Text passage:

══════════════════════════════

Wiley encourages participation in other extracurricular activities because he is a big proponent of ensuring his student-athletes make the most of their college experience and knows Wandy's two-sport experience has been a major contributor to her personal growth.
"Being both a soccer and track student-athlete just adds to her experience in college and so much we do here revolves around that," added Wiley. "What really stuck out Alexa is that, when she first arrived on campus, she was really kind of quiet and reserved. However, we noticed last spring that she was beginning to come out of her shell and becoming a leader within our program. She was also taking a lot of responsibility for her success and the team's success. I'd like to take some credit for it but I really think it's her experience in track that has opened her up."
Along with the support of both her coaches, Wandy also attributes her accomplishments to her teammates, who she relies on whenever she needs that extra push.
"My teammates are really supportive," added Wandy. "You're just going non-stop for so long that sometimes it's hard to stay mentally motivated. However, I have a bunch of friends that help me keep on track."

══════════════════════════════

Given records:

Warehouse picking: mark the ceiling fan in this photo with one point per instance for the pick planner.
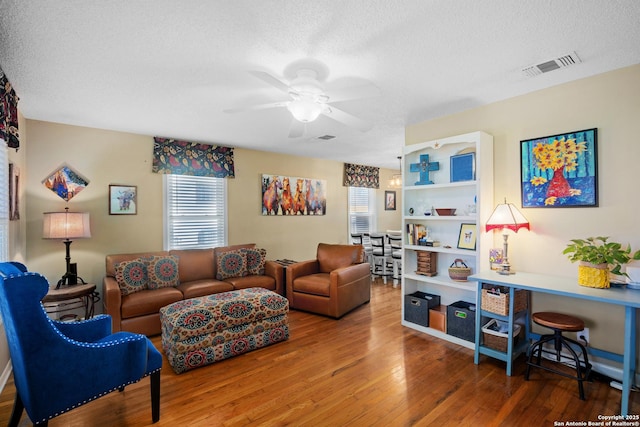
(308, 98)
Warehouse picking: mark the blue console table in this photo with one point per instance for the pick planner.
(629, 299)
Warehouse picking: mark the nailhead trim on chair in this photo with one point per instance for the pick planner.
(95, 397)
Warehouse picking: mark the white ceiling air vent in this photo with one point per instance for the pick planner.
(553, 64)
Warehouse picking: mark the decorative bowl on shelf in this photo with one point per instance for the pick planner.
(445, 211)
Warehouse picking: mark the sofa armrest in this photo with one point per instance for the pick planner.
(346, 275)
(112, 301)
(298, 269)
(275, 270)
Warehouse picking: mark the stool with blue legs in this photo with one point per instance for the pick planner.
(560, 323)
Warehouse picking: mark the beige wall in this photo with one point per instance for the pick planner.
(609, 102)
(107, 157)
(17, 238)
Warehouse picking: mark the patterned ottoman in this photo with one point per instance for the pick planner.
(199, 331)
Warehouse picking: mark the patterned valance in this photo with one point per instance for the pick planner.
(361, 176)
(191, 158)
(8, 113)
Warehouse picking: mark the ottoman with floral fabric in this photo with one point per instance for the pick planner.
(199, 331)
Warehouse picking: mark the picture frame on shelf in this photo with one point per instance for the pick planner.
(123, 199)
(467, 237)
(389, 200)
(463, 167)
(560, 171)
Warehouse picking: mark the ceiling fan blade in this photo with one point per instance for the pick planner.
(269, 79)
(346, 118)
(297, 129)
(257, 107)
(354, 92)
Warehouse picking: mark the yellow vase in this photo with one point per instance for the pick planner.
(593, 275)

══════════════════════════════

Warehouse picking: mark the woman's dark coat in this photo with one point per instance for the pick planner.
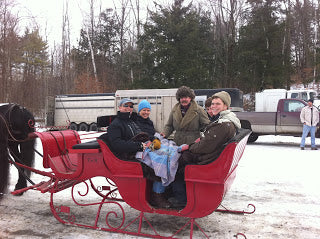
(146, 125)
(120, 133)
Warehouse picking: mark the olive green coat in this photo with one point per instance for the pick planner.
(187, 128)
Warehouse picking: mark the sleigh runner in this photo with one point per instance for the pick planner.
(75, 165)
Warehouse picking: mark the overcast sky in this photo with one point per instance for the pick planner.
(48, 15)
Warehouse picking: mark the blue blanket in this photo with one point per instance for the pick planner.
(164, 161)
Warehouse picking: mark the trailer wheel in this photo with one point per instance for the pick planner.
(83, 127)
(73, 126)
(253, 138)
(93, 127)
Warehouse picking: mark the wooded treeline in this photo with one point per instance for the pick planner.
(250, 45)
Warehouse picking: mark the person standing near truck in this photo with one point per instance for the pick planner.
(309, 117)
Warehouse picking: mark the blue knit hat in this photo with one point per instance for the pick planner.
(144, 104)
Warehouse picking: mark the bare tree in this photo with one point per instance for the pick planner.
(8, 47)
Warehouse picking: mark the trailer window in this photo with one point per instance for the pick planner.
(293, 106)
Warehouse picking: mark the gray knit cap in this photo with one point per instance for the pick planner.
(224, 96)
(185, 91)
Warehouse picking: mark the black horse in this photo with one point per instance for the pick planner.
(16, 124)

══════════════════════════════

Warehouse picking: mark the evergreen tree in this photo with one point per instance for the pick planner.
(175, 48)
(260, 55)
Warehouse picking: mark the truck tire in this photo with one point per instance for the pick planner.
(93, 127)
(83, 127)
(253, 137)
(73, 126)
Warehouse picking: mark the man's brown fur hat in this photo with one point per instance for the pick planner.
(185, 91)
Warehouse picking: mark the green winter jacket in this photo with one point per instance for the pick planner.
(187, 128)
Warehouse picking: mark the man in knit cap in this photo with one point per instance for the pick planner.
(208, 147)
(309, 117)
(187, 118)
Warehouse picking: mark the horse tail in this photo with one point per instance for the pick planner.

══════════════════════════════

Given problem: Duplicate everything from "Along with the" down to "that extra push." in the passage above about Wandy's two sports.

Answer in full:
Along with the support of both her coaches, Wandy also attributes her accomplishments to her teammates, who she relies on whenever she needs that extra push.